[Data entries]

■ ■ ■ ■

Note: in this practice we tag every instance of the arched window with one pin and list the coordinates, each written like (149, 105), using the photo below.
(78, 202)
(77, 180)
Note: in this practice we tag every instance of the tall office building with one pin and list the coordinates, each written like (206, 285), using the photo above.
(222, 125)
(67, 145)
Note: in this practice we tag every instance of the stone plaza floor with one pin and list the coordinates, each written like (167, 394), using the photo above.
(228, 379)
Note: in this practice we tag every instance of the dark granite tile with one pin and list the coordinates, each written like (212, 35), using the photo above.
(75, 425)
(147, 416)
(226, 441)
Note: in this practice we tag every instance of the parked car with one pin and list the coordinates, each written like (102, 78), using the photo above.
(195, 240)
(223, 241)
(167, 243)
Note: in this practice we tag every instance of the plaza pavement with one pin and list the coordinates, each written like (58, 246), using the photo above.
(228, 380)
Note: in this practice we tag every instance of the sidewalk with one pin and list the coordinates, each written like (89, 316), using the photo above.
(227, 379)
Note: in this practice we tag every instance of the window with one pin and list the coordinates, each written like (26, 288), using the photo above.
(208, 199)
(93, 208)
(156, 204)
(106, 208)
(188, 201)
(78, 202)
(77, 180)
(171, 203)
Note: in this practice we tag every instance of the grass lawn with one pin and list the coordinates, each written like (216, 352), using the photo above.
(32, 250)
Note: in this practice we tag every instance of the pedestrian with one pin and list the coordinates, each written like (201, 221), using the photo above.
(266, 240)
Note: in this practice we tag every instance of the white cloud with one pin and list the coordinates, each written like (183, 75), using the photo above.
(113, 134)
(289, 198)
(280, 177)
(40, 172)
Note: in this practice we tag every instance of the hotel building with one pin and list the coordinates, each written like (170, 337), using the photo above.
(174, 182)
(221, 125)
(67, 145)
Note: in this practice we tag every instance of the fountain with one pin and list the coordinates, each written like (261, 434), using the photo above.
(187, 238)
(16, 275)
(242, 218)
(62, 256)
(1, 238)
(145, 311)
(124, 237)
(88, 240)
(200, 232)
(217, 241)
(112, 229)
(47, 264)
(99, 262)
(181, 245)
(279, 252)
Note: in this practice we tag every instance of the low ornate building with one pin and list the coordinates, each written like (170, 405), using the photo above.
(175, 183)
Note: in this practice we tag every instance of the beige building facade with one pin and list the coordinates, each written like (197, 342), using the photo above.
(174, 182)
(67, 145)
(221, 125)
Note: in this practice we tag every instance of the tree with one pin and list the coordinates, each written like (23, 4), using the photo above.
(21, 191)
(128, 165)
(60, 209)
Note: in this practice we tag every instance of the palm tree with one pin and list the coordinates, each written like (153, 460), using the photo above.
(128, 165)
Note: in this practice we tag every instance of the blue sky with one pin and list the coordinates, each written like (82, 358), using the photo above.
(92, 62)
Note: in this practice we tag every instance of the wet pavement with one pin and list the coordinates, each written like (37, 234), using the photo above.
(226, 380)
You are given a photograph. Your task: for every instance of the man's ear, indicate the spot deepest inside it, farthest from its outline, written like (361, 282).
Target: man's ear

■ ■ ■ ■

§ GOAL: Give the lines exactly as they stand, from the line with "Note: in this practice we tag every instance of the beige" through the end of the material.

§ ANSWER TO THE PROBLEM:
Note: in this practice we tag every instance of the beige building facade with one pin and list the coordinates, each written like (197, 342), using the photo above.
(174, 182)
(67, 145)
(221, 125)
Note: in this practice we tag every instance of the tree with one pin and list the coordinates, each written like (23, 4), using the photo above.
(21, 191)
(128, 165)
(60, 209)
Note: in this practice we tag every instance of the palm tree with one pin and list the coordinates, each written like (153, 460), using the photo above.
(128, 165)
Note: in this practice we tag every instance of the blue sky with one pin and list the coordinates, each written like (82, 358), using the photo above.
(92, 62)
Note: in this practice we tag every instance of the wet pavement with one pin and list the coordinates, each written like (37, 234), using the photo above.
(226, 380)
You are given a photograph. Your task: for every instance of the man's ear, indicate the spot deepest inside it, farthest from its outline, written like (361, 282).
Target: man's ear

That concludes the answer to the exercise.